■ What this task involves ■
Update these rows so that every "positive clicks" becomes "foreground clicks", leaving everything else unchanged and omitting the pictures from your answer.

■ Supplied material ■
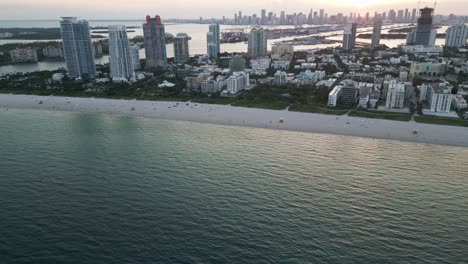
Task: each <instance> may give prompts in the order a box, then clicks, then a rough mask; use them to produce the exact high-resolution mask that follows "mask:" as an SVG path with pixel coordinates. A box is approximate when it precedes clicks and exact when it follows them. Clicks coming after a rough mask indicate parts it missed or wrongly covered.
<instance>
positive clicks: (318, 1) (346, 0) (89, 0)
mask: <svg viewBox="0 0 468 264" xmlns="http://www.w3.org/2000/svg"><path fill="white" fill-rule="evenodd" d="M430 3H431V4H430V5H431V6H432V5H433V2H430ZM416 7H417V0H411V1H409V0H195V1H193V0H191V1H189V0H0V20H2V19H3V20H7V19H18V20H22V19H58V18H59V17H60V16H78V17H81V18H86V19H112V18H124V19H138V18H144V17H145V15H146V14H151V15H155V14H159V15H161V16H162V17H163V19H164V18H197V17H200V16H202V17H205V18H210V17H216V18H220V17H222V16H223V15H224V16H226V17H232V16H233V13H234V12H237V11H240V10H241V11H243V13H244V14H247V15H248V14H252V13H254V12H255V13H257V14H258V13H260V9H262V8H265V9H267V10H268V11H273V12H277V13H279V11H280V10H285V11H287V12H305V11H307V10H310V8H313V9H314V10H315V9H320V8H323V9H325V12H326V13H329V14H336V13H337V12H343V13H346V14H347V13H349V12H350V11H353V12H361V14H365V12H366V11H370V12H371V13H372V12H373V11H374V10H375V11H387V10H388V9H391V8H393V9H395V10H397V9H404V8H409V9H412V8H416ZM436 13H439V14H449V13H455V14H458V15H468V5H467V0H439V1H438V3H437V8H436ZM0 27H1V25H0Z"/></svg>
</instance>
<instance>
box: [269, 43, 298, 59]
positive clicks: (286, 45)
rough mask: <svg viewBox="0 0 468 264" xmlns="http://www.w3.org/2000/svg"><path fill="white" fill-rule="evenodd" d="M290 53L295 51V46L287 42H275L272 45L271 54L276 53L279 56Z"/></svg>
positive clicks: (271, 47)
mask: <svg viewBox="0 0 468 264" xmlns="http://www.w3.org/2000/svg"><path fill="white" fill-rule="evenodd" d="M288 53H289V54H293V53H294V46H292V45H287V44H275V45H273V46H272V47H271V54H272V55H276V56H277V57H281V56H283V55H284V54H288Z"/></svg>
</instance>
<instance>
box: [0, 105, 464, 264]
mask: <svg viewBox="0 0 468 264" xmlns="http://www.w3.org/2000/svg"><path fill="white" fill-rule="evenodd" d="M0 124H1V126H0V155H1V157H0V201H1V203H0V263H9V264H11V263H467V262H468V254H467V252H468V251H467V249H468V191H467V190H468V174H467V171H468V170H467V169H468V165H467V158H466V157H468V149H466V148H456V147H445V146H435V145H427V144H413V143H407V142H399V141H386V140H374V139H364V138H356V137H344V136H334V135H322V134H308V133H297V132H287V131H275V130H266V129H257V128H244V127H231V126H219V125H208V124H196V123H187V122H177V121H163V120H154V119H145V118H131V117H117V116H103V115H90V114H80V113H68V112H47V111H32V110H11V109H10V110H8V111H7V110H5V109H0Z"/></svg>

■ Task answer ■
Task: each <instance> may give prompts in the order a box, then clicks, then a rough mask; use them to produce the exact high-resolution mask that follows "mask:" as an SVG path with pixel coordinates. A box is approximate when it precedes clicks and exact when it follows them. Clicks coming after a rough mask indicate parts it missed or wrongly covered.
<instance>
foreground clicks: (318, 1) (346, 0) (89, 0)
mask: <svg viewBox="0 0 468 264" xmlns="http://www.w3.org/2000/svg"><path fill="white" fill-rule="evenodd" d="M430 3H431V4H430V5H431V6H432V5H433V2H430ZM416 7H417V0H411V1H409V0H195V1H193V0H191V1H189V0H0V20H2V19H3V20H7V19H18V20H22V19H58V18H59V17H60V16H78V17H81V18H86V19H112V18H124V19H138V18H144V17H145V15H146V14H151V15H155V14H159V15H161V16H162V17H163V19H164V18H197V17H200V16H202V17H205V18H210V17H216V18H220V17H222V16H223V15H224V16H226V17H232V16H233V13H234V12H237V11H240V10H241V11H243V13H244V14H247V15H248V14H252V13H254V12H255V13H257V14H258V13H260V9H262V8H265V9H267V10H268V11H273V12H277V13H279V11H280V10H285V11H287V12H305V11H307V10H310V8H313V9H314V10H315V9H320V8H323V9H325V12H326V13H329V14H336V13H337V12H343V13H346V14H347V13H349V12H350V11H353V12H361V14H365V12H366V11H370V12H371V13H372V12H373V11H374V10H375V11H387V10H388V9H391V8H393V9H395V10H397V9H404V8H409V9H412V8H416ZM436 13H439V14H449V13H455V14H458V15H468V5H467V0H439V1H438V3H437V8H436ZM0 27H1V25H0Z"/></svg>
</instance>
<instance>
box: [269, 43, 298, 59]
foreground clicks: (286, 45)
rough mask: <svg viewBox="0 0 468 264" xmlns="http://www.w3.org/2000/svg"><path fill="white" fill-rule="evenodd" d="M290 53L295 51V46L287 42H275L272 45L271 54L276 53L279 56Z"/></svg>
foreground clicks: (271, 47)
mask: <svg viewBox="0 0 468 264" xmlns="http://www.w3.org/2000/svg"><path fill="white" fill-rule="evenodd" d="M288 53H289V54H293V53H294V46H292V45H287V44H275V45H273V46H272V47H271V54H272V55H276V56H277V57H281V56H283V55H284V54H288Z"/></svg>
</instance>
<instance>
box: [0, 105, 464, 264]
mask: <svg viewBox="0 0 468 264" xmlns="http://www.w3.org/2000/svg"><path fill="white" fill-rule="evenodd" d="M0 124H1V126H0V155H1V157H0V201H1V203H0V263H9V264H11V263H467V262H468V254H467V252H468V251H467V249H468V191H467V190H468V174H467V171H468V170H467V169H468V165H467V158H466V157H468V149H466V148H456V147H445V146H435V145H427V144H413V143H407V142H399V141H386V140H374V139H364V138H356V137H344V136H334V135H322V134H308V133H297V132H287V131H275V130H266V129H257V128H244V127H231V126H219V125H208V124H196V123H187V122H177V121H163V120H154V119H145V118H131V117H117V116H103V115H90V114H80V113H68V112H47V111H32V110H11V109H10V110H8V111H7V110H5V109H0Z"/></svg>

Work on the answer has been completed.